### [Exercise brief]
Reproduce the following data verbatim, keeping every line unchanged and in its original order.

========================

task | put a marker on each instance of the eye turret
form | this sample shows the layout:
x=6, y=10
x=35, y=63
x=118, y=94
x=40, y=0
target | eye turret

========================

### [Finished exercise]
task | put a marker on each instance of the eye turret
form | this sample shows the layout:
x=6, y=10
x=35, y=63
x=118, y=94
x=40, y=0
target | eye turret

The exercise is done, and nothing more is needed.